Task requirements – Return exactly the span of lines that opens with the line containing "Exercise. Mark the flowing" and closes with the last line of the data, inclusive.

┄┄┄┄┄┄

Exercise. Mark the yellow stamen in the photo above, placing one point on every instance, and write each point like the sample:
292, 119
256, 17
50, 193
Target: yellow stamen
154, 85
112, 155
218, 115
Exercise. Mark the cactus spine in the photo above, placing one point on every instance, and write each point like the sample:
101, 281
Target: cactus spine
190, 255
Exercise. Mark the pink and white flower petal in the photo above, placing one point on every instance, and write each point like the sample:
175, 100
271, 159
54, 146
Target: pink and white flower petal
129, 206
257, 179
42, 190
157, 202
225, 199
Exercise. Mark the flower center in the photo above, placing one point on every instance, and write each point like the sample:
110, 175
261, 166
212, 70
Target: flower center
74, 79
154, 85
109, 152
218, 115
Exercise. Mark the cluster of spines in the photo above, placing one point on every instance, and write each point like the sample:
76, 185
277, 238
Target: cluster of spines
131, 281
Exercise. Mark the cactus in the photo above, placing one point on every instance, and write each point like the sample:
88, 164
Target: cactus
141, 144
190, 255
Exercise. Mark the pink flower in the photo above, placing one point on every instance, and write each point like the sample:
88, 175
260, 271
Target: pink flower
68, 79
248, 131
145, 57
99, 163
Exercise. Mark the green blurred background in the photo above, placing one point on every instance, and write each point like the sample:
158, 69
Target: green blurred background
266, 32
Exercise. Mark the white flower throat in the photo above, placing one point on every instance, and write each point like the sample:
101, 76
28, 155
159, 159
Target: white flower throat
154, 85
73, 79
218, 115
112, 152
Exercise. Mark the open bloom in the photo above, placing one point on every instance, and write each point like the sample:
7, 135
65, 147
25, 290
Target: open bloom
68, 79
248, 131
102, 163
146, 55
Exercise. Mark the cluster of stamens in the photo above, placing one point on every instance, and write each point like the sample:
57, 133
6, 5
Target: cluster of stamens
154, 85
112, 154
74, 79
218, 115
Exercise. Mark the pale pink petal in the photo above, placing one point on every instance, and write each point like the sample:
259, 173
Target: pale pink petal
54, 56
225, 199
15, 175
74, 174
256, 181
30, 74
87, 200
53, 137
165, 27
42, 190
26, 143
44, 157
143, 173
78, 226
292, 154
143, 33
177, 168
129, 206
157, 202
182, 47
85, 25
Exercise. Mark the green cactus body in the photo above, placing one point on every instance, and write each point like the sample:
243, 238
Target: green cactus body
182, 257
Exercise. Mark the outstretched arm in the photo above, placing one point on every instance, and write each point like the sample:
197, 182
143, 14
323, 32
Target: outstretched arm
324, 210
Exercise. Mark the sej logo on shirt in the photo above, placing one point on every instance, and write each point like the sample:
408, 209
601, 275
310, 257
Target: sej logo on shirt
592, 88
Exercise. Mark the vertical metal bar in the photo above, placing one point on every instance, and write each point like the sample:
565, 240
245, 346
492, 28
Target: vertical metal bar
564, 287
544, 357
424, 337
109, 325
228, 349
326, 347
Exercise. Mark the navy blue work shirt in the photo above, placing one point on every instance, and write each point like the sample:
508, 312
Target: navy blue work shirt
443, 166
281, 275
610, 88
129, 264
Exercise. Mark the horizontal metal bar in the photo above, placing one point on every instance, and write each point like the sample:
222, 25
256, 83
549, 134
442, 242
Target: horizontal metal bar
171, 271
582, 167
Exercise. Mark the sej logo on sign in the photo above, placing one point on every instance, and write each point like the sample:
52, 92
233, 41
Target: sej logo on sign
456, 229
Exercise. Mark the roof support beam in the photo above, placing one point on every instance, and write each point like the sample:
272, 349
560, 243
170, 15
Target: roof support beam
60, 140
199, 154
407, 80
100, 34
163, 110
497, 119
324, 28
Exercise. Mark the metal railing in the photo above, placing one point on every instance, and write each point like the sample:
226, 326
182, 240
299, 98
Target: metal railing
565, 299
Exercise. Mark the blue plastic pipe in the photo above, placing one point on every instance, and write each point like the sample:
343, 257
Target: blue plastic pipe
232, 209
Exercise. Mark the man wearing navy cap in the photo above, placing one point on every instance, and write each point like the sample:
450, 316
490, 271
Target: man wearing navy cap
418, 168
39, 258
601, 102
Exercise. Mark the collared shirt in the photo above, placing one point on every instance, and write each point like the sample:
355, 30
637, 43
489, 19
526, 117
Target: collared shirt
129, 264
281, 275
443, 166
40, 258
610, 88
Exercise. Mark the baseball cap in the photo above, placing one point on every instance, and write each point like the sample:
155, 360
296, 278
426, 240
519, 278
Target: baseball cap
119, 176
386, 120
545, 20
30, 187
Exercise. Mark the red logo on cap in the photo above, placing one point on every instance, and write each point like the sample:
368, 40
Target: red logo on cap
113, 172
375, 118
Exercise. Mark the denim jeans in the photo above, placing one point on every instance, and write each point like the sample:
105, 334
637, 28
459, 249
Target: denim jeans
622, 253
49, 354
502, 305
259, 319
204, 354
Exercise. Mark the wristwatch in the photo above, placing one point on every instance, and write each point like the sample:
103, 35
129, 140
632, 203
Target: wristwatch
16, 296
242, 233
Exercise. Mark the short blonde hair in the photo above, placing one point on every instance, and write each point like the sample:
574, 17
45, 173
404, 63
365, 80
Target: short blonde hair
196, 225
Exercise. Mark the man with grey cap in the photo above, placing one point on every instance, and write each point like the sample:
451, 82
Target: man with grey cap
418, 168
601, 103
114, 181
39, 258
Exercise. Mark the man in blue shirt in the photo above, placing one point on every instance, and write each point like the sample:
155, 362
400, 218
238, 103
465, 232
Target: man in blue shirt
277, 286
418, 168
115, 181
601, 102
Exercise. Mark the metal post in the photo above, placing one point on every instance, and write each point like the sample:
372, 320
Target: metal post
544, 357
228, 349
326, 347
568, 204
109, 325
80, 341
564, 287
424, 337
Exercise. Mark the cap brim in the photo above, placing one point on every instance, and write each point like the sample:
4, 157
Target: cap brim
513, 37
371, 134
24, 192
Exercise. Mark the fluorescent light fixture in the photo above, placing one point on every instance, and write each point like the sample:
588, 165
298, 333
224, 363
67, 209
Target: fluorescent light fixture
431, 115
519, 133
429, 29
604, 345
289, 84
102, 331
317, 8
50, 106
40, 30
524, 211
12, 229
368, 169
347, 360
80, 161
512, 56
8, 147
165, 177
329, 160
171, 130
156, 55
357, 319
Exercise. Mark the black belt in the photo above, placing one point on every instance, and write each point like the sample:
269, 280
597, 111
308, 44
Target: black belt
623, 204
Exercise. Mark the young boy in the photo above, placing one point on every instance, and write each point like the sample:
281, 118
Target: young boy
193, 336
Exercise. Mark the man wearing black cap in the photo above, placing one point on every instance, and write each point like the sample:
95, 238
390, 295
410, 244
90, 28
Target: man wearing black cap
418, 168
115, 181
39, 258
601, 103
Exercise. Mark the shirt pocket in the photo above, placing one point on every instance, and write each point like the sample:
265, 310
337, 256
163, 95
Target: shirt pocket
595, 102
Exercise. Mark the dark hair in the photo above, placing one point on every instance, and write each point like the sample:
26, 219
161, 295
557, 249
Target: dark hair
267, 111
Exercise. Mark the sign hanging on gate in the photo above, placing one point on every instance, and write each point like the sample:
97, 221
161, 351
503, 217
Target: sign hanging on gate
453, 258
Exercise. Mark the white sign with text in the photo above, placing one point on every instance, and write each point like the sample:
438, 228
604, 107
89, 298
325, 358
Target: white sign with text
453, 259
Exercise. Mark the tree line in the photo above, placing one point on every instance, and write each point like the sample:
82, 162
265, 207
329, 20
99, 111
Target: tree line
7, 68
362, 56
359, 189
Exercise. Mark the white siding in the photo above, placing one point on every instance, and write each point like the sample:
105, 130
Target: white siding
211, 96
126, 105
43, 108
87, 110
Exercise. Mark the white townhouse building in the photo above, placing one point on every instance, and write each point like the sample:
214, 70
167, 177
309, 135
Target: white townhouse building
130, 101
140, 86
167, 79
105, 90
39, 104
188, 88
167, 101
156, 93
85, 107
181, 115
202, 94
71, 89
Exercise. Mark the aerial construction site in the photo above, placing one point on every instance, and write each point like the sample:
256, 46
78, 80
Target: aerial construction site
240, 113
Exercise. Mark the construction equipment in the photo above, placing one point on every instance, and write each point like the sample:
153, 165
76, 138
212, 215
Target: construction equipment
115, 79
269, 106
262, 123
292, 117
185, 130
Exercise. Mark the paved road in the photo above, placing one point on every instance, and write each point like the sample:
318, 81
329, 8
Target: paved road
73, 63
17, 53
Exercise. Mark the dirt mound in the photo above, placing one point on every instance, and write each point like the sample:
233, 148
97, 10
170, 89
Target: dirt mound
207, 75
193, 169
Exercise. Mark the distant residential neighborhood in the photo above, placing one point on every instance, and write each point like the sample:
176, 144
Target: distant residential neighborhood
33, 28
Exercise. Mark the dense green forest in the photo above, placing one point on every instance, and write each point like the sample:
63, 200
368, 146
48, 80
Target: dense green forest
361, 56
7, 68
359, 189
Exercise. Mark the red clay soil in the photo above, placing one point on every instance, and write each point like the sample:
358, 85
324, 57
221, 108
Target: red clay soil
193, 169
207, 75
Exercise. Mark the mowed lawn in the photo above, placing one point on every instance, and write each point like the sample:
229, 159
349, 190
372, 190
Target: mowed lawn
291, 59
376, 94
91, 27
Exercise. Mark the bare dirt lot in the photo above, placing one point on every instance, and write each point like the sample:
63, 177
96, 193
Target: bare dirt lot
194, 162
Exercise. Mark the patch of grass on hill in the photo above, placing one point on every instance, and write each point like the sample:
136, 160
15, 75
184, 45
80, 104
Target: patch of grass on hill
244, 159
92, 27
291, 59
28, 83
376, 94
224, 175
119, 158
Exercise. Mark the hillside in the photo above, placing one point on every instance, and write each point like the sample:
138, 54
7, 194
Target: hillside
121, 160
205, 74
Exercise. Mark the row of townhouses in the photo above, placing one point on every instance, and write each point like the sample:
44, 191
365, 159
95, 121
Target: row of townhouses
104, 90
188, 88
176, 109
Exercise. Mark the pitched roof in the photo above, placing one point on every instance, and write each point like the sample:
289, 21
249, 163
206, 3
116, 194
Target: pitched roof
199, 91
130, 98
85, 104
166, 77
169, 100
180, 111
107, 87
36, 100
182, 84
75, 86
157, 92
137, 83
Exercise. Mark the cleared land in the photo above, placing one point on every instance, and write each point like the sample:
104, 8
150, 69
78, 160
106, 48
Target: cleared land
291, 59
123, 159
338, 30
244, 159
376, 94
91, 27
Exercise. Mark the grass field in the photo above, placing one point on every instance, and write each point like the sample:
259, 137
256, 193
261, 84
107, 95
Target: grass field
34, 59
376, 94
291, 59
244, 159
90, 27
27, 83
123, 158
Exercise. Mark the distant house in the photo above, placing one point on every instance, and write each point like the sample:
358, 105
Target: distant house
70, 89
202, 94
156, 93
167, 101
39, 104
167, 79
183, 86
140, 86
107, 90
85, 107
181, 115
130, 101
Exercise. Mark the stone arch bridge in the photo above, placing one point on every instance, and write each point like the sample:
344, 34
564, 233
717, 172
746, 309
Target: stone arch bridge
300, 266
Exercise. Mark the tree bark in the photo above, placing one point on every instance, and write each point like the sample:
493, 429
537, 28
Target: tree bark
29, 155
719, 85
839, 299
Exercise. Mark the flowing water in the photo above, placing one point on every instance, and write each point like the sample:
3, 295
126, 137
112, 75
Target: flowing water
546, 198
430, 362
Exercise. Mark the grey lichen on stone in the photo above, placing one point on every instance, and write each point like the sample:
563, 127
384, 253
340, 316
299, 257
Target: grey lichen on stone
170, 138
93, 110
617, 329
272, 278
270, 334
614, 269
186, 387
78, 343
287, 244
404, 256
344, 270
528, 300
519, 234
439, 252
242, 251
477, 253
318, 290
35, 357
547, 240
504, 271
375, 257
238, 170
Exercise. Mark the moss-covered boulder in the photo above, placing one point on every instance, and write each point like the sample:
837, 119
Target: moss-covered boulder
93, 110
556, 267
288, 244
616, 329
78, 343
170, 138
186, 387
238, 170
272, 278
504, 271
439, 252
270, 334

┄┄┄┄┄┄

Exercise result –
Exercise. Mark the flowing water in the photo above, placing one point on every instance, and write each point like the sample:
3, 295
126, 137
112, 75
Target: flowing water
546, 198
430, 362
Exercise. Mark the grey lichen on stone in the photo above, placing one point on every instance, and write each point like the sample:
563, 127
384, 253
340, 316
299, 257
Target: grey lichen on stone
170, 138
93, 110
617, 329
272, 278
270, 334
614, 269
186, 387
78, 343
287, 244
404, 256
344, 270
528, 300
519, 234
439, 252
242, 251
477, 253
318, 290
35, 357
547, 240
504, 271
375, 257
238, 170
Exercise. Mark the moss-covered boulder in the photo above, placing one point on every instance, and write each point like the sample:
837, 119
Target: moss-covered boulder
93, 110
556, 267
288, 244
616, 329
78, 343
170, 138
186, 387
238, 170
272, 278
504, 271
439, 252
270, 334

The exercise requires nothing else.